Challenge 1:
In the Cook County public safety plan below, how many carjackings occurred in Cook County in the 12-month period ending in March 2022?

Document extract:
Richard Boykin Public safety Plan for Cook County

ENOUGH IS ENOUGH: THE BOYKIN PLAN TO MAKE COOK COUNTY SAFE

For many Cook County residents, the threat of gun violence, carjacking or retail theft is all too vivid. They’ve seen the lives of family members and neighbors cut short by a bullet or their stores ransacked by smash and grab mobs. For these residents, hopes for a better tomorrow are impaired because the reign of terror and anarchy may never appear to end.

To blame criminals, gangs, the police or any one group is insufficient. However, it is clear that the systemic failure we witness in these reckless and violent acts is in significant part due to failed governance.

The Constitution, in its magnificent Preamble, boldly asserts that WE THE PEOPLE do ordain and establish the United States Constitution to ensure domestic tranquility and provide for the common defense. Cook County government is failing to meet the domestic tranquility and common defense tests of the Preamble.

More than 1,000 residents of Cook County were killed by gun fire in 2021 alone, thereby shattering domestic tranquility and upending our common defense.[1] Bullets are indiscriminate. Too many families have been left traumatized by the loss of a love done caught in the crossfire between armed assailants.

The people have a right to move about freely, without fear of losing their car to criminal enterprises and joyriders. Regrettably, carjackings have skyrocketed in the last several years in Chicago and Cook County. In the 12-month period ending in March 2022, Cook County experienced 2,060 carjackings. From 2020 to 2021, the number of carjackings rose 38 percent in Cook County.[2]

Too little has been done to pursue justice for carjacking victims. A small percentage of carjacking cases result in an arrest and prosecution. In 2020, only 11% of carjackings resulted in an arrest in Chicago. Of those arrested, prosecutors only brought vehicle hijacking charges in fewer than 50% of cases.[3] So, in effect, most carjackers get away with their crimes. Cook County must step up a coordinated and collaborative response.

Provided records:
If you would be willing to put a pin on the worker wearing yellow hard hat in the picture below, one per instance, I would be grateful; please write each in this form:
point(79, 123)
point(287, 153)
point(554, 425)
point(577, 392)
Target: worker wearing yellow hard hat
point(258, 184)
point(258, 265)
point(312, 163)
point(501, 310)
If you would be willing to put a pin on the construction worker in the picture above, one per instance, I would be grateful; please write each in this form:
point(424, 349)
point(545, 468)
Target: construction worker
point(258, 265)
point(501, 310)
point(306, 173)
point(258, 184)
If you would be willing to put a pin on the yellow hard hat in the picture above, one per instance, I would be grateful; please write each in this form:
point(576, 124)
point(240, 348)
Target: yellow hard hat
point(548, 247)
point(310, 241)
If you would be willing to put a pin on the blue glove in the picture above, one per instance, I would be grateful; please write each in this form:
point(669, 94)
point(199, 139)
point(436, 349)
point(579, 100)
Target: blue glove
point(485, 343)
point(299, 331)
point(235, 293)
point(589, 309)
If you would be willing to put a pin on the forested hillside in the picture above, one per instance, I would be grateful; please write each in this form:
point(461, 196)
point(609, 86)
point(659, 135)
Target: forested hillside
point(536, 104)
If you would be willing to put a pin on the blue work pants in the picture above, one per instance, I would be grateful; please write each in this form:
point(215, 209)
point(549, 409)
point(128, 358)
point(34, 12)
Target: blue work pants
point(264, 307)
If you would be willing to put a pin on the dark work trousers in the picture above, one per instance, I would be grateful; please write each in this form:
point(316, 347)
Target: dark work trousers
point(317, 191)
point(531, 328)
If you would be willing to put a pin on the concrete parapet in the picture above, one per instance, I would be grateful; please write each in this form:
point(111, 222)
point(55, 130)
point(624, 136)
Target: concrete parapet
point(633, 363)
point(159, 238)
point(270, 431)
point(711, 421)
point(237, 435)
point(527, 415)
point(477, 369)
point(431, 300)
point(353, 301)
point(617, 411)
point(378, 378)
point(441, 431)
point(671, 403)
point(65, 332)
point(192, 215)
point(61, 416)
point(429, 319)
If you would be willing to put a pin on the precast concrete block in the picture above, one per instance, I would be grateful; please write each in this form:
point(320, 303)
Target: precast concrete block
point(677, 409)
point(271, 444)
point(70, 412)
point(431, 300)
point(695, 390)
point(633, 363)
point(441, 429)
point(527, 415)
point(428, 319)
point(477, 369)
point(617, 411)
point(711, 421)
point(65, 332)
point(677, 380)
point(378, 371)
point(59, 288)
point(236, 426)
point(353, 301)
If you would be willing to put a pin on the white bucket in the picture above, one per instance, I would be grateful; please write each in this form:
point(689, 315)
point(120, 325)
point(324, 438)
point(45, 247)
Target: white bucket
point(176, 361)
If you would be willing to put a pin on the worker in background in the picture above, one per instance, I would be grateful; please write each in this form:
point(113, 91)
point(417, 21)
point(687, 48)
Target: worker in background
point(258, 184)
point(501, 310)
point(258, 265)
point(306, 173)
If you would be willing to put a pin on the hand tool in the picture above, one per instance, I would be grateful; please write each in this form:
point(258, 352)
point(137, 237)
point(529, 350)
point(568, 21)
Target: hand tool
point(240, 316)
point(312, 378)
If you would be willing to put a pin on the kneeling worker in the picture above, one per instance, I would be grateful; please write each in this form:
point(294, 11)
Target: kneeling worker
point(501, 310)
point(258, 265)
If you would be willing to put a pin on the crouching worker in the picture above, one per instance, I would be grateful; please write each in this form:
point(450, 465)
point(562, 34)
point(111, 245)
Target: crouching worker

Challenge 2:
Return every line of the rows above that contains the string "tool", matching case exactly.

Worked answer 1:
2,060

Worked answer 2:
If you would be willing to put a pin on the hand tool in the picture above, one per instance, I would be grateful; please write each in this form:
Target: hand tool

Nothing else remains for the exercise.